美文网首页
Spark-task执行过程中的序列化

Spark-task执行过程中的序列化

作者: 布莱安托 | 来源:发表于2020-07-07 14:47 被阅读0次

    先看一个例子:

    /*
      首先我们定义了一个Search对象,带有一个String类型的参数
      该类拥有三个成员方法:
      1)isMatch:判断参数字符串s是否包含子串query
      2)getMatchRdd1:使用isMatch方法获取匹配结果后的RDD
      3)getMatchRdd1:在filter中实现方法获取匹配结果后的RDD
     */
    
    class Search(query: String) {
      def isMatch(s: String): Boolean = {
        s.contains(query)
      }
    
      def getMatchRdd1(rdd: RDD[String]): RDD[String] = {
        rdd.filter(isMatch)
      }
    
      def getMatchRdd2(rdd: RDD[String]): RDD[String] = {
        rdd.filter(_.contains(query))

══════

任务要求 A:
在这篇讲 Spark 序列化的文章里，Search 类的 isMatch 方法是做什么用的？它是怎么判断的？请用一到三句话说明。
任务要求 B:
把这篇讲 Spark 序列化的文章中从“class Search(query: String)”到“rdd.filter(_.contains(query))”的部分一字不改地输出。
任务要求 C:
根据这篇讲 Spark 序列化的文章，回答下面几个问题：
(i) Search 类带的参数是什么类型？
(ii) 代码上方的注释说这个类有几个成员方法？
(iii) 文章是哪天几点发表的？
接下来的材料是另外附上的，跟上面这篇文章分开看。

══════

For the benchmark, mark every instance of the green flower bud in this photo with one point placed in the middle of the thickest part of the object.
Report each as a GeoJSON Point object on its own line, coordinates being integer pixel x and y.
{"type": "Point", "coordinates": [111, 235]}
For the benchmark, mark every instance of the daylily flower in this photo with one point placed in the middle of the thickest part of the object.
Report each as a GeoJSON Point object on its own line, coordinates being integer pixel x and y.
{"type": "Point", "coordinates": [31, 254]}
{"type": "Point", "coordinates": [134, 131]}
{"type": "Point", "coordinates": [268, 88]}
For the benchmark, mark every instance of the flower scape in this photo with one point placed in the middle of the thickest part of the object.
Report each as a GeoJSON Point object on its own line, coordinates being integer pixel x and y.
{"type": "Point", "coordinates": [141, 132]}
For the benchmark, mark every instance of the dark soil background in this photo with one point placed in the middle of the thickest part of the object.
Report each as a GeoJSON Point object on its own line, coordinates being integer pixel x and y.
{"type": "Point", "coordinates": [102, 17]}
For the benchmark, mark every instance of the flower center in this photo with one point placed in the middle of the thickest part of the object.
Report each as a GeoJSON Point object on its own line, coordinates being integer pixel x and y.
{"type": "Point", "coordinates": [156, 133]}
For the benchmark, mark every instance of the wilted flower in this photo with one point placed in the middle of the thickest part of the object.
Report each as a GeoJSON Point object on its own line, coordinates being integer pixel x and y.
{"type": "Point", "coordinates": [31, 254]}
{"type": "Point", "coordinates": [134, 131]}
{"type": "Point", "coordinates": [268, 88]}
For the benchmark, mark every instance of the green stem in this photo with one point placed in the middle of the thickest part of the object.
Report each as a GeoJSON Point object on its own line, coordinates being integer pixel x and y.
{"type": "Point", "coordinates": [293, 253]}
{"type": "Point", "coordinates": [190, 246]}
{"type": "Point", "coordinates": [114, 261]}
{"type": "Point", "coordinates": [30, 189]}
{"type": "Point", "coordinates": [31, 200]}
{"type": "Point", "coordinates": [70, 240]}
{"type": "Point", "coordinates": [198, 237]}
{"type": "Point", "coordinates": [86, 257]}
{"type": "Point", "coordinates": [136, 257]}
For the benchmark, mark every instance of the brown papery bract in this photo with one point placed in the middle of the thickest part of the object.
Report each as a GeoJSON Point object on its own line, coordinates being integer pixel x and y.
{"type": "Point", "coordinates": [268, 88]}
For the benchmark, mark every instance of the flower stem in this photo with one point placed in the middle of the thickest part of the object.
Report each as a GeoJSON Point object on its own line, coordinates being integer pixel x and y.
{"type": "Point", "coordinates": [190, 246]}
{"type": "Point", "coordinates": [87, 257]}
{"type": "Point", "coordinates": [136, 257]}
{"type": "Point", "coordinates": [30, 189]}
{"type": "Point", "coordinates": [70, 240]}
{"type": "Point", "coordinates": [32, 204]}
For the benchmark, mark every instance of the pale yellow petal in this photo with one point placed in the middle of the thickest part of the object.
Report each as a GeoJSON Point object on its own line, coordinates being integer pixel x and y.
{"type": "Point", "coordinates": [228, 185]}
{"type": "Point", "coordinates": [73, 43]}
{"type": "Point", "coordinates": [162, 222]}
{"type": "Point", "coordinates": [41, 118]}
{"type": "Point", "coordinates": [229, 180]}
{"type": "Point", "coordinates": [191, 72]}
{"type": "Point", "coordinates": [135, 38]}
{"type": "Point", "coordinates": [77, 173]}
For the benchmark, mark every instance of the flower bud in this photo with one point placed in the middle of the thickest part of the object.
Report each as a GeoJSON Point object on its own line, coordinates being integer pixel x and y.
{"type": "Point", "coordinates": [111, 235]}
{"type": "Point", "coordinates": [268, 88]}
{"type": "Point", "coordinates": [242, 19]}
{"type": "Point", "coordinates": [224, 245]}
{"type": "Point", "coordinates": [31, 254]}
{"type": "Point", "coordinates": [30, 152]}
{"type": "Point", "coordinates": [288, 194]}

══════

完整输出 A:
isMatch 用来判断传进来的字符串 s 里有没有子串 query，结果是一个 Boolean 值。它的做法是直接调用 s.contains(query)。

完整输出 B:
class Search(query: String) {
      def isMatch(s: String): Boolean = {
        s.contains(query)
      }
    
      def getMatchRdd1(rdd: RDD[String]): RDD[String] = {
        rdd.filter(isMatch)
      }
    
      def getMatchRdd2(rdd: RDD[String]): RDD[String] = {
        rdd.filter(_.contains(query))

完整输出 C:
(i) String 类型。
(ii) 三个。
(iii) 2020-07-07 14:47。